▶ _Exercise_:
Which lines in the listing below contain the word "suit"? Copy each one.

--- Record excerpts ---

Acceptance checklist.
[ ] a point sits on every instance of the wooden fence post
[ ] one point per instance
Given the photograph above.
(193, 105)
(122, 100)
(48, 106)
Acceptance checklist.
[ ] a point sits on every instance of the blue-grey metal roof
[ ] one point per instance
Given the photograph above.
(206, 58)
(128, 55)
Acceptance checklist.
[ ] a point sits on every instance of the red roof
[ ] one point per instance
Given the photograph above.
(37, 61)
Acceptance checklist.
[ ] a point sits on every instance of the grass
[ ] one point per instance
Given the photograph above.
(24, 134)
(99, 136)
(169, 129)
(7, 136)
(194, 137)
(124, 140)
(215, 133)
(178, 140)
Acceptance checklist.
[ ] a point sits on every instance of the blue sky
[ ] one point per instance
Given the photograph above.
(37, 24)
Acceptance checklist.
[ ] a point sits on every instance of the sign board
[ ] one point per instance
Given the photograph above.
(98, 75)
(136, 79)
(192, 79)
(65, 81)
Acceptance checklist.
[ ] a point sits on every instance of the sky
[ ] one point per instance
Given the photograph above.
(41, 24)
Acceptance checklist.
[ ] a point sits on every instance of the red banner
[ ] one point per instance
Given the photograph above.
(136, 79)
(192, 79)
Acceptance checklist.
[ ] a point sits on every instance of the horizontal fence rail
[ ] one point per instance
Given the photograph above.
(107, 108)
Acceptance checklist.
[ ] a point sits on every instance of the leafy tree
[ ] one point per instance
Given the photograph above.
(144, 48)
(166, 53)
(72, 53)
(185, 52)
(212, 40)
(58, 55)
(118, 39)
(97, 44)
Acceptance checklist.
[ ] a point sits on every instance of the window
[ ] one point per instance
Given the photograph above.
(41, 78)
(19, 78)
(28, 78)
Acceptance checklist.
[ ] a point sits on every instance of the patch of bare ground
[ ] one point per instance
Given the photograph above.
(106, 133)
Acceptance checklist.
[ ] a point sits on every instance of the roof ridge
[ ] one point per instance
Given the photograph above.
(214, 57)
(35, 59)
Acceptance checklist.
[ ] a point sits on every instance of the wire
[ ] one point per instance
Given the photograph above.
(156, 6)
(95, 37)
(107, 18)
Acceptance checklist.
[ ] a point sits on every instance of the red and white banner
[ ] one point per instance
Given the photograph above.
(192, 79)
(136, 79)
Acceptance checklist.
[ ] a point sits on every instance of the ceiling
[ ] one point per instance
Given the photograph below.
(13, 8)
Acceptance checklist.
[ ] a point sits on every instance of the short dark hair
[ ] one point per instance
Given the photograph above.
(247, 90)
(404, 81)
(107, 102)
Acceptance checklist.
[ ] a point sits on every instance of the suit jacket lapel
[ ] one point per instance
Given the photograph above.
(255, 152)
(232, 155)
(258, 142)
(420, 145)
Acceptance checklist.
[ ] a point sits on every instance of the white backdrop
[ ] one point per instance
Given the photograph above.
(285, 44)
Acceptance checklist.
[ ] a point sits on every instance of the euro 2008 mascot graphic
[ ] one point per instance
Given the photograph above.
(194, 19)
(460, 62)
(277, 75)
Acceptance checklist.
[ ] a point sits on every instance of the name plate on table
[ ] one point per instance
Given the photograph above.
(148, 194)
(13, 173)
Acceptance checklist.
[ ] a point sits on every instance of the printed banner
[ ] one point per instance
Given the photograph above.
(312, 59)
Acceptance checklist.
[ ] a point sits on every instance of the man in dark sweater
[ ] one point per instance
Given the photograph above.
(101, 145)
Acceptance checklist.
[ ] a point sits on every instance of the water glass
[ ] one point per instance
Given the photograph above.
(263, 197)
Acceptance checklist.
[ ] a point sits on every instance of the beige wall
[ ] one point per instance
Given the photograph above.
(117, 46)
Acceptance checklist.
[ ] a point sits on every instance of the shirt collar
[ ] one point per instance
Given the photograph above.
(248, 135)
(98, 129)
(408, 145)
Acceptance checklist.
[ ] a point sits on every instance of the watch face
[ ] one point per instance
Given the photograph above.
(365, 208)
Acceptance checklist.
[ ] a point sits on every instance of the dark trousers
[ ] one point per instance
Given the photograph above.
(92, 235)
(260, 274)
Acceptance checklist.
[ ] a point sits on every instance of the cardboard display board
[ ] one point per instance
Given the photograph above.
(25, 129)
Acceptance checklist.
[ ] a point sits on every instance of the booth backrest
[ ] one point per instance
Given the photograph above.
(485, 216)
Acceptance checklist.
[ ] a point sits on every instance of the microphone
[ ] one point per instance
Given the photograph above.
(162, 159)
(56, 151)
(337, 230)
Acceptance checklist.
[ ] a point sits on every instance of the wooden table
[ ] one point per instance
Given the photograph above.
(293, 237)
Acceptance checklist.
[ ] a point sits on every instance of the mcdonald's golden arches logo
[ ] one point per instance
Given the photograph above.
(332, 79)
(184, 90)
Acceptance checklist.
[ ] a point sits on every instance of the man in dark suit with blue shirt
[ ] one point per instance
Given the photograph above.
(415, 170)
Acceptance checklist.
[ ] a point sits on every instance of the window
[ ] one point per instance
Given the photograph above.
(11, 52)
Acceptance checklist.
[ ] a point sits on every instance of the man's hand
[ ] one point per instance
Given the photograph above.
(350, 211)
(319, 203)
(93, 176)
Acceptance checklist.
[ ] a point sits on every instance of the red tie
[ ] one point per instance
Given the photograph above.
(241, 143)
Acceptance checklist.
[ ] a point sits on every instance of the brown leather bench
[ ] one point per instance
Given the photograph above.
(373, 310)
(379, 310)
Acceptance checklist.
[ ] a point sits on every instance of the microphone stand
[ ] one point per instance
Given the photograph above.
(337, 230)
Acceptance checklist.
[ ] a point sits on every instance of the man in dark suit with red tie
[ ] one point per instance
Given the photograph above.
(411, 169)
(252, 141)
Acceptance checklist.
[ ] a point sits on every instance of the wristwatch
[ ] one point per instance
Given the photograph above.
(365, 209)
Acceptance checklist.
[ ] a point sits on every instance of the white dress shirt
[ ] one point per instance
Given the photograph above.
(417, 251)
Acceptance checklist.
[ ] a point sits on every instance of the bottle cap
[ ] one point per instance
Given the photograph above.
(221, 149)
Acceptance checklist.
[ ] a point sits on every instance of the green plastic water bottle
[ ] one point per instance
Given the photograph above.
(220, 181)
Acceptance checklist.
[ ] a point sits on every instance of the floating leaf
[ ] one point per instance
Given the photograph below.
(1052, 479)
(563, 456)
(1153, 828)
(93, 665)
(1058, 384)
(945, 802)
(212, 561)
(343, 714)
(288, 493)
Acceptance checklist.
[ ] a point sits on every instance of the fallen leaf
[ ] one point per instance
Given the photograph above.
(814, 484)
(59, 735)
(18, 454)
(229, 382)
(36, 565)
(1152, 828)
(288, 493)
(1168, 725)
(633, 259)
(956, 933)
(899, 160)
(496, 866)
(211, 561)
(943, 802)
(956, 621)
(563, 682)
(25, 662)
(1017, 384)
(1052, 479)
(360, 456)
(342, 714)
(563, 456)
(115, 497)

---
--- Record excerpts ---

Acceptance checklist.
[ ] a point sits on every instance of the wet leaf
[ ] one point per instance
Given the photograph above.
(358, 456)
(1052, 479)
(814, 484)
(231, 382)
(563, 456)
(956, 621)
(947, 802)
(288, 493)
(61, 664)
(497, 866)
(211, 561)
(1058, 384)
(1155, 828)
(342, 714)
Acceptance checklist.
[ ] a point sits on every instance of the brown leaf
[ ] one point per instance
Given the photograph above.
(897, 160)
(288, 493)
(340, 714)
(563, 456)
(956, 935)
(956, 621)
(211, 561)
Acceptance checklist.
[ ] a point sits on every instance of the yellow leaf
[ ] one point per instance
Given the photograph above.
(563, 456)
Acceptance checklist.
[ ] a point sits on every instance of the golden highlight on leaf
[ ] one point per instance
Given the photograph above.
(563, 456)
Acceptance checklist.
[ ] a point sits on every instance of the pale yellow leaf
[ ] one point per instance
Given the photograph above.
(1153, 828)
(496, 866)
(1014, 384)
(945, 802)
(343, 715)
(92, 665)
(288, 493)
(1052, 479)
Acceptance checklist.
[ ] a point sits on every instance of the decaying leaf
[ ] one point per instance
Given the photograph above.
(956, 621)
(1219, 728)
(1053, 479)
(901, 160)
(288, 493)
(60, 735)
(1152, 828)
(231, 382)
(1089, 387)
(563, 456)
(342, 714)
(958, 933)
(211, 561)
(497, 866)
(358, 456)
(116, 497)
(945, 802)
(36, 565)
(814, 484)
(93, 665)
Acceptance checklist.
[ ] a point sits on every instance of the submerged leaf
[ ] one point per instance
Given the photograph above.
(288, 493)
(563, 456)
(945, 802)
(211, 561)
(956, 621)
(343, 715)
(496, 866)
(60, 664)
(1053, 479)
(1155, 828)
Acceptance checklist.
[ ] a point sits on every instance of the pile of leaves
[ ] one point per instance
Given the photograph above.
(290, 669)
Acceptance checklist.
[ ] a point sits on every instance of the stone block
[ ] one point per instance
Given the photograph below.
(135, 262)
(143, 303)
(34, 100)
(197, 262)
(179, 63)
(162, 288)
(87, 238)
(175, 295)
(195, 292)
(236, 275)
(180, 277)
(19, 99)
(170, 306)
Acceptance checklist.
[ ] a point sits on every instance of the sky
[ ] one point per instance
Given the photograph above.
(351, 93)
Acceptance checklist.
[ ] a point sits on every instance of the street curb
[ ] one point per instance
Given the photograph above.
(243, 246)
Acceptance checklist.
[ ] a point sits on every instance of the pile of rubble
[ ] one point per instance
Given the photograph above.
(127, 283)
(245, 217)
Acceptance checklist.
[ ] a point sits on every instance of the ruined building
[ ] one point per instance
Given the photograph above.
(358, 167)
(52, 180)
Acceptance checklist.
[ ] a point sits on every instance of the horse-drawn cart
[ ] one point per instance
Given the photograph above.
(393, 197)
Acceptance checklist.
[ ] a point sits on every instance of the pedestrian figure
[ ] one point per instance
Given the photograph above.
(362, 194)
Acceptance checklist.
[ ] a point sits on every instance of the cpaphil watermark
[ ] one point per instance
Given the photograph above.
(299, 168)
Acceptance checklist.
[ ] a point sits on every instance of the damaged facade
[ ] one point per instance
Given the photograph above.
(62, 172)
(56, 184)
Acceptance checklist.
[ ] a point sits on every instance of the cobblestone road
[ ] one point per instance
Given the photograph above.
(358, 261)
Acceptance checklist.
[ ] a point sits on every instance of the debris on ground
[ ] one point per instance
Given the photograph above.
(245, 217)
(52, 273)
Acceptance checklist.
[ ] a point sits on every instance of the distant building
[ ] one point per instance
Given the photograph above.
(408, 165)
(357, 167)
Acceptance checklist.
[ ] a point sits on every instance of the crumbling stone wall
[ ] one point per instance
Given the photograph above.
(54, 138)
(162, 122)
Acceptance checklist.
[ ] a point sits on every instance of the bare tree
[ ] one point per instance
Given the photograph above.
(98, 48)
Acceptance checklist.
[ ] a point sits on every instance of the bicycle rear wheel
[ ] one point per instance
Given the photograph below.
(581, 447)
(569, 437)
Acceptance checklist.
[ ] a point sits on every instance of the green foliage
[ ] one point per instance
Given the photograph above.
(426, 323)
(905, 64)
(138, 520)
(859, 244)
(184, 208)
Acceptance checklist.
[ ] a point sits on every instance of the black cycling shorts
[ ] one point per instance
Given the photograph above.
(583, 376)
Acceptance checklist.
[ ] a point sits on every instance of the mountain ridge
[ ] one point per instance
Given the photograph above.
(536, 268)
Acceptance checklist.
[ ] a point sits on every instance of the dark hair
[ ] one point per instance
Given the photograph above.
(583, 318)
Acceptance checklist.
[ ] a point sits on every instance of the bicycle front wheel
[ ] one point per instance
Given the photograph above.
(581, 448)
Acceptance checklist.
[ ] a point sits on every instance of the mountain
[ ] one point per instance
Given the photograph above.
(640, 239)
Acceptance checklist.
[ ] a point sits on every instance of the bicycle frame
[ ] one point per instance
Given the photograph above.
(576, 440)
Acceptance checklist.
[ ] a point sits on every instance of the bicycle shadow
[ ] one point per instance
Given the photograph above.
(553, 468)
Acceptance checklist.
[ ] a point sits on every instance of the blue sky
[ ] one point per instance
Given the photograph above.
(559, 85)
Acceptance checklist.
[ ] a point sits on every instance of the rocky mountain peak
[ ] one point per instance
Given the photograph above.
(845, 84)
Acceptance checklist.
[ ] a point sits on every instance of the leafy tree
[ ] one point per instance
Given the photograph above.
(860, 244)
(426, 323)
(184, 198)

---
--- Record excerpts ---

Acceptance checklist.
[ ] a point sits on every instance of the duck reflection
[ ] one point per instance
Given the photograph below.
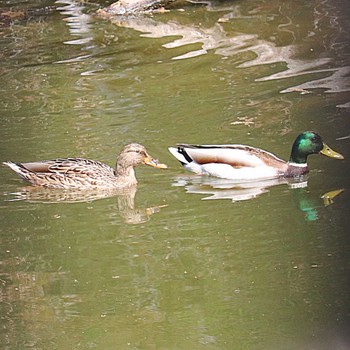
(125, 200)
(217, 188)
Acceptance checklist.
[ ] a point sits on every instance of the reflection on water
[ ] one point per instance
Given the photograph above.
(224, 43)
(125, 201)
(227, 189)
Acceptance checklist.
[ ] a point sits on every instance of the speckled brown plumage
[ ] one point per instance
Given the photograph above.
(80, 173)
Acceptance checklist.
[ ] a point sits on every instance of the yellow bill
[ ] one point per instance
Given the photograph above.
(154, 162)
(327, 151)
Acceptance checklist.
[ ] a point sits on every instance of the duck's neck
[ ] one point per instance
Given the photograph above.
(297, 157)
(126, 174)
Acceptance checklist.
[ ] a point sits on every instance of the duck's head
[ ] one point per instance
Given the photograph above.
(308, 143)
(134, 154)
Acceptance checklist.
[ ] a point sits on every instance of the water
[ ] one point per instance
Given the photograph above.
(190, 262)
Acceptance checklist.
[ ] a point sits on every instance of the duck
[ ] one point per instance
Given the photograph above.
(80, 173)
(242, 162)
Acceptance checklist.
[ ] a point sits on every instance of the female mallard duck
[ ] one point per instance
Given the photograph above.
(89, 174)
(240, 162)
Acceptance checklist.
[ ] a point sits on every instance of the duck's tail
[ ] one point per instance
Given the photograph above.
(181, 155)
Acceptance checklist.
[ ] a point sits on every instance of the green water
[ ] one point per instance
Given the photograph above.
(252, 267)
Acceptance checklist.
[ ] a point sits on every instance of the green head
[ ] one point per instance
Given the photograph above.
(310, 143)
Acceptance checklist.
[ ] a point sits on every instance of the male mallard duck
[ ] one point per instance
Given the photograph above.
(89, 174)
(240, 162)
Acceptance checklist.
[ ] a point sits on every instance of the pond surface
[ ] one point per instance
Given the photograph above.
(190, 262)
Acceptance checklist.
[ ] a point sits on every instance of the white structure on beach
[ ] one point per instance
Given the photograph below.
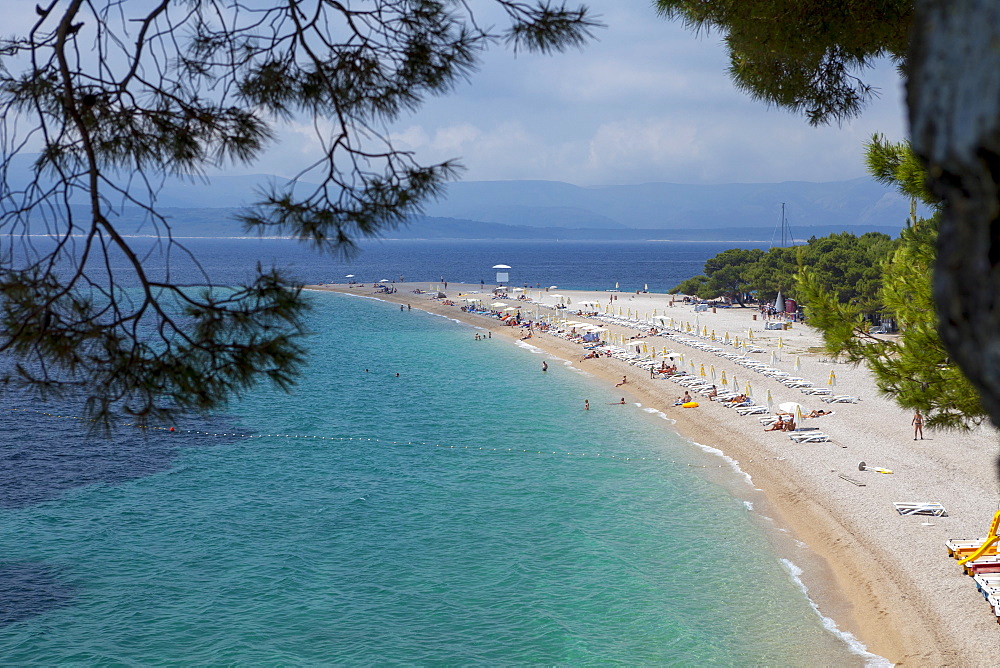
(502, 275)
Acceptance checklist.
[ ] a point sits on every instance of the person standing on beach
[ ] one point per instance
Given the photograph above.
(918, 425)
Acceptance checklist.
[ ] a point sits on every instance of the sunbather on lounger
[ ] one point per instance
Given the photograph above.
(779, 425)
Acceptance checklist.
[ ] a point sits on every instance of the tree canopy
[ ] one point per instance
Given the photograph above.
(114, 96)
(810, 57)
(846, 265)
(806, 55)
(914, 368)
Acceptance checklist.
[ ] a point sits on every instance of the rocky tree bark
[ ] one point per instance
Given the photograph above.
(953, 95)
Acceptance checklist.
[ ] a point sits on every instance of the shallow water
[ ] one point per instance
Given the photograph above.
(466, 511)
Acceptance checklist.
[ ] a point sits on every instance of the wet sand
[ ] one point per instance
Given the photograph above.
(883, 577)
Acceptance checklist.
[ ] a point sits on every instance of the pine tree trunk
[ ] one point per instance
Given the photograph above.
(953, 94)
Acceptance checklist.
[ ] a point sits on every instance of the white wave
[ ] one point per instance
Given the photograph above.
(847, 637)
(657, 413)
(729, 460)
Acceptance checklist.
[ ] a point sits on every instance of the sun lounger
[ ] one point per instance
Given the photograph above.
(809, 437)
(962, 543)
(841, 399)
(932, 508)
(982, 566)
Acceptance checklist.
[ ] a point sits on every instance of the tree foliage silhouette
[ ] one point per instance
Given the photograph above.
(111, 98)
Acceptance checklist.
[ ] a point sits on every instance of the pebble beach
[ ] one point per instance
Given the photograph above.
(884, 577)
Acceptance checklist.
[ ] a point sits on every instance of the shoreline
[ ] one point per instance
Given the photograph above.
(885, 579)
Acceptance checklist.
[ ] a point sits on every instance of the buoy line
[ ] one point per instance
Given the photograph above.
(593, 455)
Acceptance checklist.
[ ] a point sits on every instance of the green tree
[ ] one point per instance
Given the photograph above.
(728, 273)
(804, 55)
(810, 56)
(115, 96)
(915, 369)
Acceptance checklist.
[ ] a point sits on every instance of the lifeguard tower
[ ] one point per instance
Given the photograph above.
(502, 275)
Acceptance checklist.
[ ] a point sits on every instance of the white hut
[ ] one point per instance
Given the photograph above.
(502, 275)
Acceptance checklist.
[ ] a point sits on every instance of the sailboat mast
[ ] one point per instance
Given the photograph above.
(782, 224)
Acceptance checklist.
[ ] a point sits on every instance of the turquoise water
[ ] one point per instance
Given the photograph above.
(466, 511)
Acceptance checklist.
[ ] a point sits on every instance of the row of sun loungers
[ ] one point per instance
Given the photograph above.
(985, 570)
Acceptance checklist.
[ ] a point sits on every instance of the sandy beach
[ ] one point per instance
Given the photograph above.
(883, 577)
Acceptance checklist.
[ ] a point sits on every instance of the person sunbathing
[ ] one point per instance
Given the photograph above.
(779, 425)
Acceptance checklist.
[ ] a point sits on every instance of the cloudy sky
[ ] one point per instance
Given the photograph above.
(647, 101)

---

▶ _Finished task_:
[ ] a point sits on every instance of the suit jacket lapel
[ ] a point sits on every instance of the man in dark suit with blue shirt
[ ] a point sits on every instance of the man in dark suit with red tie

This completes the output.